— start of Data section —

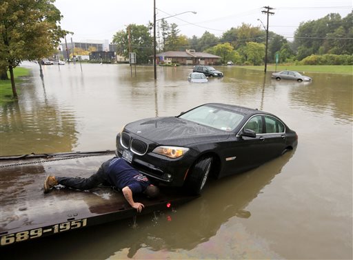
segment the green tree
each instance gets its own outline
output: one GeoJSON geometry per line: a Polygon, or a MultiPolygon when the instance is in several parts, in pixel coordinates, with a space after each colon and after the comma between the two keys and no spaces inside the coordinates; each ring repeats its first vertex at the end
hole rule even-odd
{"type": "Polygon", "coordinates": [[[217,44],[210,50],[212,54],[222,57],[221,61],[223,64],[234,58],[234,48],[230,43],[217,44]]]}
{"type": "Polygon", "coordinates": [[[233,47],[235,47],[237,39],[238,29],[232,27],[223,34],[221,41],[222,42],[229,42],[233,47]]]}
{"type": "Polygon", "coordinates": [[[178,29],[178,25],[176,23],[170,24],[170,32],[167,37],[164,46],[164,50],[176,50],[177,41],[178,41],[178,34],[180,30],[178,29]]]}
{"type": "Polygon", "coordinates": [[[162,42],[161,43],[161,46],[159,47],[161,50],[164,50],[164,46],[165,46],[165,42],[167,41],[167,38],[169,36],[170,26],[167,21],[164,19],[162,19],[160,22],[159,28],[161,30],[161,34],[162,34],[162,42]]]}
{"type": "Polygon", "coordinates": [[[216,46],[219,42],[219,39],[218,37],[214,36],[214,34],[205,31],[200,38],[199,45],[200,46],[200,50],[202,52],[210,47],[216,46]]]}
{"type": "Polygon", "coordinates": [[[265,45],[255,42],[246,43],[245,52],[248,62],[253,65],[261,65],[265,58],[265,45]]]}
{"type": "Polygon", "coordinates": [[[201,48],[199,44],[200,39],[195,35],[193,35],[191,39],[188,39],[190,49],[195,50],[196,52],[201,52],[201,48]]]}
{"type": "Polygon", "coordinates": [[[130,24],[126,31],[120,30],[113,37],[113,43],[117,45],[117,52],[125,58],[129,57],[130,47],[131,52],[136,52],[139,63],[147,63],[150,56],[152,54],[153,37],[151,37],[148,28],[145,26],[130,24]],[[129,46],[129,30],[130,41],[129,46]]]}
{"type": "Polygon", "coordinates": [[[10,72],[14,99],[17,93],[13,69],[23,60],[39,60],[52,54],[60,39],[68,32],[59,26],[62,16],[54,2],[0,1],[0,67],[10,72]]]}
{"type": "Polygon", "coordinates": [[[185,35],[179,35],[177,37],[176,45],[176,50],[185,51],[187,49],[190,49],[188,37],[185,35]]]}
{"type": "Polygon", "coordinates": [[[260,30],[260,27],[254,27],[251,24],[243,23],[236,28],[236,42],[234,45],[235,49],[245,46],[248,42],[263,43],[266,39],[265,32],[260,30]]]}

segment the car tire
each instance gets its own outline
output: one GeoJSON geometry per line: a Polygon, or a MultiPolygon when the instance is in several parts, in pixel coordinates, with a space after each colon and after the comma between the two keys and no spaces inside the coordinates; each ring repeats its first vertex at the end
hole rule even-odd
{"type": "Polygon", "coordinates": [[[193,194],[199,195],[205,186],[211,169],[212,157],[201,157],[196,161],[189,172],[185,188],[193,194]]]}

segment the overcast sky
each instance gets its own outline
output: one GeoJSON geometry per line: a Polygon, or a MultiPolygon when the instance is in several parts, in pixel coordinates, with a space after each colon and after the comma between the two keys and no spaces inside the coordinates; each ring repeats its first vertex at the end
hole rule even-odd
{"type": "MultiPolygon", "coordinates": [[[[74,32],[74,41],[108,39],[130,23],[147,26],[153,21],[153,0],[57,0],[63,16],[61,27],[74,32]]],[[[242,23],[266,26],[263,6],[274,8],[269,30],[292,40],[301,22],[339,13],[345,17],[352,10],[352,0],[156,0],[157,19],[188,11],[167,19],[178,25],[180,34],[201,37],[205,31],[216,37],[242,23]]]]}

— end of Data section —

§ Task goal: Format every line of the listing above as a numbered list, skipping blank lines and leaving out the picture.

§ Answer to this task:
1. segment the green tree
2. each instance gets its own outline
3. output: one GeoJSON geometry per line: a Polygon, or a MultiPolygon when the instance is in several parts, in pixel coordinates, with a space after each colon and after the comma between the two keys and no spaces inside the coordinates; each ring repeats its first vertex at the end
4. hole rule even-odd
5. {"type": "Polygon", "coordinates": [[[217,44],[210,50],[212,54],[222,57],[221,61],[223,64],[234,58],[234,48],[230,43],[217,44]]]}
6. {"type": "Polygon", "coordinates": [[[233,47],[235,47],[237,39],[238,29],[232,27],[223,34],[221,41],[222,42],[229,42],[233,47]]]}
7. {"type": "Polygon", "coordinates": [[[178,29],[178,25],[176,23],[170,24],[170,32],[167,37],[164,46],[164,50],[176,50],[177,41],[178,41],[178,34],[180,30],[178,29]]]}
8. {"type": "Polygon", "coordinates": [[[162,42],[161,43],[161,46],[159,47],[161,50],[164,50],[164,46],[165,46],[165,42],[167,41],[167,38],[169,36],[170,26],[167,21],[164,19],[162,19],[160,22],[159,28],[161,30],[161,34],[162,34],[162,42]]]}
9. {"type": "Polygon", "coordinates": [[[216,46],[219,42],[219,39],[218,37],[214,36],[214,34],[205,31],[200,38],[199,45],[200,46],[200,50],[202,52],[210,47],[216,46]]]}
10. {"type": "Polygon", "coordinates": [[[265,45],[255,42],[246,43],[245,52],[248,62],[253,65],[261,65],[265,58],[265,45]]]}
11. {"type": "Polygon", "coordinates": [[[201,48],[199,44],[200,39],[195,35],[193,35],[191,39],[188,39],[190,49],[195,50],[196,52],[201,52],[201,48]]]}
12. {"type": "Polygon", "coordinates": [[[130,24],[126,31],[120,30],[113,37],[113,43],[117,45],[117,52],[125,58],[129,57],[130,47],[131,52],[136,52],[139,63],[147,63],[150,56],[152,54],[153,37],[151,37],[148,28],[145,26],[130,24]],[[129,46],[129,30],[130,41],[129,46]]]}
13. {"type": "Polygon", "coordinates": [[[10,72],[14,99],[17,93],[13,69],[23,60],[39,60],[52,54],[60,39],[68,32],[59,26],[62,16],[54,2],[0,1],[0,67],[10,72]]]}
14. {"type": "Polygon", "coordinates": [[[185,35],[179,35],[177,37],[176,45],[176,50],[185,51],[187,49],[190,49],[188,37],[185,35]]]}
15. {"type": "Polygon", "coordinates": [[[260,30],[260,27],[254,27],[251,24],[243,23],[236,28],[236,42],[234,45],[235,49],[245,46],[248,42],[263,43],[266,39],[265,32],[260,30]]]}
16. segment the car tire
17. each instance gets its own outline
18. output: one GeoJSON geometry per line: a Polygon, or a MultiPolygon when the instance is in several parts, in pixel coordinates, with a space after each colon and after the comma between the two keys and no spaces inside the coordinates; each ring repeats its first vertex at the end
19. hole rule even-odd
20. {"type": "Polygon", "coordinates": [[[193,194],[199,195],[205,186],[211,169],[212,157],[201,157],[196,161],[189,172],[185,188],[193,194]]]}
21. segment the overcast sky
22. each instance gets its own outline
23. output: one GeoJSON geometry per line: a Polygon, or a MultiPolygon when the instance is in several parts, in pixel coordinates, with a space after each colon and after the comma between the two keys and no spaces inside the coordinates; each ring repeats its first vertex at the end
24. hole rule even-odd
25. {"type": "MultiPolygon", "coordinates": [[[[74,32],[74,41],[108,39],[130,23],[147,26],[153,21],[153,0],[57,0],[63,16],[61,27],[74,32]]],[[[242,23],[266,26],[263,6],[274,8],[269,30],[292,40],[301,22],[339,13],[345,17],[352,10],[352,0],[156,0],[157,19],[188,11],[167,19],[178,25],[180,34],[201,37],[205,31],[216,37],[242,23]]]]}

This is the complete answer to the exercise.